## Source document

▽

Because they often do not have a human operator acting as a
safety net, embedded systems must achieve absolutely bulletproof
operation over years or decades of time. But, because the actual
amount of computational power used is small, such systems are
often perceived as easy to build and are often created by engineers
or technicians with no formal training in software engineering
or critical system design. Whereas desktop computers are built
in the tens of millions per year, embedded microcontrollers
are produced in the billions---soon to be tens of billions per
year. The challenge is how to scale high assurance methods down
to the budgets, timelines, and skill sets prevalent in the embedded
system world.
- Ubiquitous
critical systems:
The days of critical systems being a niche market are over.
Many everyday safety critical systems will soon have or already
have software in them. Consider, for example, a domestic hot
water heating system, which can cause scalding burns if it drifts
even a few degrees higher than its set point. Or, consider an
Internet-based stock trading system that can bankrupt a user
who (foolishly) depends on typical response times being available
during a stock market meltdown. As we entrust our lives and
livelihoods to computers, many systems will effectively become
critical. A challenge here is how to proliferate good practice
in highly dependable system design to everyday practitioners
rather than a few select critical system designers in niche
fields such as nuclear power and aerospace applications.
- Indirectly
critical systems:
As computer systems are becoming highly complex, so is our society.

△

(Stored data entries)
▽

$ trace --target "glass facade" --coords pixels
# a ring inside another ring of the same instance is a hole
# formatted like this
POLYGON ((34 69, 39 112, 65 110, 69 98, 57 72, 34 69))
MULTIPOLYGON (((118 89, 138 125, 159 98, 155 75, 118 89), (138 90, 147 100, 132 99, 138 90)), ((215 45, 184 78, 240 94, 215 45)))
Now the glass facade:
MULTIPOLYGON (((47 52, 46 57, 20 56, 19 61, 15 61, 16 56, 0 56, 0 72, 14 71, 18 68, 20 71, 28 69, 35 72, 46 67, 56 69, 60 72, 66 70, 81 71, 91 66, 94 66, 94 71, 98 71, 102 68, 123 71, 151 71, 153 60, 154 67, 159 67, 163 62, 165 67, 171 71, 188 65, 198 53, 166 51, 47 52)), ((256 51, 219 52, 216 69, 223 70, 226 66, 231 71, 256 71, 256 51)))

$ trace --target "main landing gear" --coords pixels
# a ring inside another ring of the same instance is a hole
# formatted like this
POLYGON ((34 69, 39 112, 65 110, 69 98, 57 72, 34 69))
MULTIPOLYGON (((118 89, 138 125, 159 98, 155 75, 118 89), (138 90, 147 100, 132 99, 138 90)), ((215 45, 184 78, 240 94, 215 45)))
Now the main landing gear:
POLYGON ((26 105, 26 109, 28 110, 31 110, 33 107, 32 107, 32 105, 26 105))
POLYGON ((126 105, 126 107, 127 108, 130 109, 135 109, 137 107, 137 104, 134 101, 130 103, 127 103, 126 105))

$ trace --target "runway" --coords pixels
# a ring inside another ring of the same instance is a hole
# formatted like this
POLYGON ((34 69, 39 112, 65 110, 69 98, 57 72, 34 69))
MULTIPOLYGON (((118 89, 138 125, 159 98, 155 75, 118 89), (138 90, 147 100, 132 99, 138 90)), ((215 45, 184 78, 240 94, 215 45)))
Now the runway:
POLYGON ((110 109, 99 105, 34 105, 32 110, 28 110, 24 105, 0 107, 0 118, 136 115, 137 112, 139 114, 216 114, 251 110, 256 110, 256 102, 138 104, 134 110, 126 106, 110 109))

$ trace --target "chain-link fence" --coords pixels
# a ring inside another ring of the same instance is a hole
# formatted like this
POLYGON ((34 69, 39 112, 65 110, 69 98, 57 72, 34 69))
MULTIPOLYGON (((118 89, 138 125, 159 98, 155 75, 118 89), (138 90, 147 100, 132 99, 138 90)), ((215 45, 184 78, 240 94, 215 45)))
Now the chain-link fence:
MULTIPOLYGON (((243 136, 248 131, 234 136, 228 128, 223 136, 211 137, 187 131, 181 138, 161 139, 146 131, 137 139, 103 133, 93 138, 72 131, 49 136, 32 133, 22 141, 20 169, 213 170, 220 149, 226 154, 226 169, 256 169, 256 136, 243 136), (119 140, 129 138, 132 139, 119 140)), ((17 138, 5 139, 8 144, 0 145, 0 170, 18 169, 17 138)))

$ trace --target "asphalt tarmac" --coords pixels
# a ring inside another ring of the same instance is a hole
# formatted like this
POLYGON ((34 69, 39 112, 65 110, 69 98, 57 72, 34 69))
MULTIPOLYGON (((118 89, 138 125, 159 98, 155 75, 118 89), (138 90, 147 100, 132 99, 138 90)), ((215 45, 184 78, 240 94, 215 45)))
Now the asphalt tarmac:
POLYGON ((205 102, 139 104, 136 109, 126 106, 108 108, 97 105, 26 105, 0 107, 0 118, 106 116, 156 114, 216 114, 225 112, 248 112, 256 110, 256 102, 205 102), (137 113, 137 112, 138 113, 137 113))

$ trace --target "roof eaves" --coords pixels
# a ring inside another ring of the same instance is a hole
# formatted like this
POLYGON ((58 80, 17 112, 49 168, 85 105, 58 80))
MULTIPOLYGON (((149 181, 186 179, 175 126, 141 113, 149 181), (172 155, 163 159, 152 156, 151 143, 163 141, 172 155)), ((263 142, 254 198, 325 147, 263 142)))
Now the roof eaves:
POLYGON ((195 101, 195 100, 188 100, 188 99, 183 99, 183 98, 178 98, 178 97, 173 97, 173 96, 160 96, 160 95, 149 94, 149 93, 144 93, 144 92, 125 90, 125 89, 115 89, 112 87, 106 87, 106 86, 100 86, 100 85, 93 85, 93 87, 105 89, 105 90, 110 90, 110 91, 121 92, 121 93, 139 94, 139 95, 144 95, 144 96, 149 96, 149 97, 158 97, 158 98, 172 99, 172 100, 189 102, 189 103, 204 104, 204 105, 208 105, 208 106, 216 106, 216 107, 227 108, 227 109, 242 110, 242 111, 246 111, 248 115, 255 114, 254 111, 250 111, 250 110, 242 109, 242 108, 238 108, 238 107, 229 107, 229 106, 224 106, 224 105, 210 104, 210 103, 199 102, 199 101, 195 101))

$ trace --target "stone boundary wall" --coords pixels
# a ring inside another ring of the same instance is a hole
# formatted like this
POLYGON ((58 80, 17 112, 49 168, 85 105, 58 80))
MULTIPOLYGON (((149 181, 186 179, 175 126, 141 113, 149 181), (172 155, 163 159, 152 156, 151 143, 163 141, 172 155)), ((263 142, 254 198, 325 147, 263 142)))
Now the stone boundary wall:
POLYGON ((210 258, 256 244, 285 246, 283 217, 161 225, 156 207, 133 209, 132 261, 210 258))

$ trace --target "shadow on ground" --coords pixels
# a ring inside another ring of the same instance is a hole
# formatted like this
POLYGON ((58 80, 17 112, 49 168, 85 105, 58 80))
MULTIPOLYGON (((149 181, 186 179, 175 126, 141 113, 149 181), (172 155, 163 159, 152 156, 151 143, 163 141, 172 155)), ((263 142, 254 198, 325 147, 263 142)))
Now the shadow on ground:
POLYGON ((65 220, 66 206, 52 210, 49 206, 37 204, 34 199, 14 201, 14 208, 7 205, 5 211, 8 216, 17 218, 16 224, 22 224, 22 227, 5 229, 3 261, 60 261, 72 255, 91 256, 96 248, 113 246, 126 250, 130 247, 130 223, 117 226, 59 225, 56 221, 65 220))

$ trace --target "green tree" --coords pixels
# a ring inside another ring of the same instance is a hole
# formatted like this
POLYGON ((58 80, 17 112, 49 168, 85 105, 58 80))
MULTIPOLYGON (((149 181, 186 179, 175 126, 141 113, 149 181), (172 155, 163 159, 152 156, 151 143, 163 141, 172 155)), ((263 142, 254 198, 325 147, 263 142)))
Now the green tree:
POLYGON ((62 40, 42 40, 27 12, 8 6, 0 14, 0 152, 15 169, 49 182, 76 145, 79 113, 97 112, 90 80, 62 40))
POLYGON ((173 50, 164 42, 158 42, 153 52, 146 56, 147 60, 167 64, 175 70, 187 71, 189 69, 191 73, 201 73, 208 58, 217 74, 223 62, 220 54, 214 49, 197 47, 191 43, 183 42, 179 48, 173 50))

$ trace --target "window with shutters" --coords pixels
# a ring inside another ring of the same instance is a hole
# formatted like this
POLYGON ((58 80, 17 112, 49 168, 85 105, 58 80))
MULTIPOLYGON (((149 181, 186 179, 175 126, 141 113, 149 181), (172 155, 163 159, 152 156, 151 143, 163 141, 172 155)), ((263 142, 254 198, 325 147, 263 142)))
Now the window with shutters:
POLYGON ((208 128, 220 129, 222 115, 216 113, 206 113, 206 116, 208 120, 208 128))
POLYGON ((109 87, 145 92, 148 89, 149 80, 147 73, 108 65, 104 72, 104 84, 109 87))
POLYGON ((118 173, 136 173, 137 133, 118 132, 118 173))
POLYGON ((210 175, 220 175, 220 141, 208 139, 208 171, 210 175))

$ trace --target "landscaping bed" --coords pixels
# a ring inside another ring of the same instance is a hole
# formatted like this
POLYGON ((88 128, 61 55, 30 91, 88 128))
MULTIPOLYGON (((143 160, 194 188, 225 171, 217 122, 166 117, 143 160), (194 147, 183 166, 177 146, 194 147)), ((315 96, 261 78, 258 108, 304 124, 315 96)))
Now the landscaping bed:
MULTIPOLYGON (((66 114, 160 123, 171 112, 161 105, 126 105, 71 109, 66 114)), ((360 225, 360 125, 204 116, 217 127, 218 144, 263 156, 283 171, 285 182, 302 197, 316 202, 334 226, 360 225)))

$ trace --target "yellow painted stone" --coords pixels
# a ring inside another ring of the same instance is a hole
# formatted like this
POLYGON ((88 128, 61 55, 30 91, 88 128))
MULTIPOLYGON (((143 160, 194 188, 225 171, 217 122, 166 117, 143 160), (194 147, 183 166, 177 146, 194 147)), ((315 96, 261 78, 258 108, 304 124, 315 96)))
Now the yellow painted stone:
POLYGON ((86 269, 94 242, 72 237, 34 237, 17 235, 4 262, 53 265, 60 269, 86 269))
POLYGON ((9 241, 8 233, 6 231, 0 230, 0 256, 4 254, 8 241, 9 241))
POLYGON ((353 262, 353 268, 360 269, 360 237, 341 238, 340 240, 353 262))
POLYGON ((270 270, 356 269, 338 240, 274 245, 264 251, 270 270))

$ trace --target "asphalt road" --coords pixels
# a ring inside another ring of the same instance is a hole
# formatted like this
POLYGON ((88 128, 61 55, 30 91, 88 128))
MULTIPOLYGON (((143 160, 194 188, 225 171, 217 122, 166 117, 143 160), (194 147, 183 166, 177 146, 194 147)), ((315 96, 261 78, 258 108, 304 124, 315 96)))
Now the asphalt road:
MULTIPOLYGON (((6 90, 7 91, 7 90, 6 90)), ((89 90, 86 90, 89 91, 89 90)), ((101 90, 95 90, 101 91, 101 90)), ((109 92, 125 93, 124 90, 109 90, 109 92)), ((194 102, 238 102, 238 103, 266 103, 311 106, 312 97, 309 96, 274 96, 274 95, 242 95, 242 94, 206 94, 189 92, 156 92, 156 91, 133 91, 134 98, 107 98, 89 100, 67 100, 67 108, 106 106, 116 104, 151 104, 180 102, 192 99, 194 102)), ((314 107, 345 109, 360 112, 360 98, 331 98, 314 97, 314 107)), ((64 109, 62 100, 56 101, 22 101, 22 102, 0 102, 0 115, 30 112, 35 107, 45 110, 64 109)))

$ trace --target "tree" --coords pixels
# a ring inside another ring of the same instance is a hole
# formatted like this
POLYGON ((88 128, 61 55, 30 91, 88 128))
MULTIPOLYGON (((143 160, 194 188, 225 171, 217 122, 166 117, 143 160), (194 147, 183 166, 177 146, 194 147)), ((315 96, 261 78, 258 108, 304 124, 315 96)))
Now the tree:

△

## What the task requires
In the passage on critical systems, how many embedded microcontrollers are produced per year?

## Exercise solution
Billions per year, soon to be tens of billions.